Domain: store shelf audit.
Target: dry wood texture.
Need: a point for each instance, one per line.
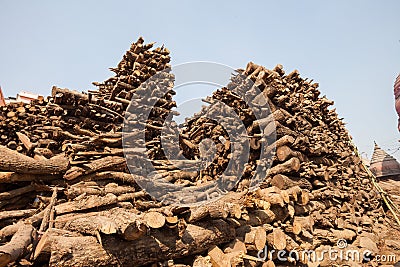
(63, 175)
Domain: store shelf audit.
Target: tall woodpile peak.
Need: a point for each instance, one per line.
(68, 199)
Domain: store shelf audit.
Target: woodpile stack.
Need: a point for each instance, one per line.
(68, 199)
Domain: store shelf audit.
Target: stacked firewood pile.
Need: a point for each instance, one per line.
(68, 199)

AIM:
Reproduce every row above verbatim, leaving out the picture.

RESPONSE BELOW:
Domain: store shelf audit.
Target: dry wood texture.
Need: a point for each instance, one per line.
(63, 175)
Domain: store shelf audit.
Target: tall woodpile peak.
Need: a point for each instance, one per line.
(68, 199)
Domain: store shelf audit.
Target: woodpile stack.
Need: a point for each instance, one per line.
(68, 199)
Domain: store shelf audit.
Target: stacked firewood pile.
Need: a point for each instance, one per line.
(68, 199)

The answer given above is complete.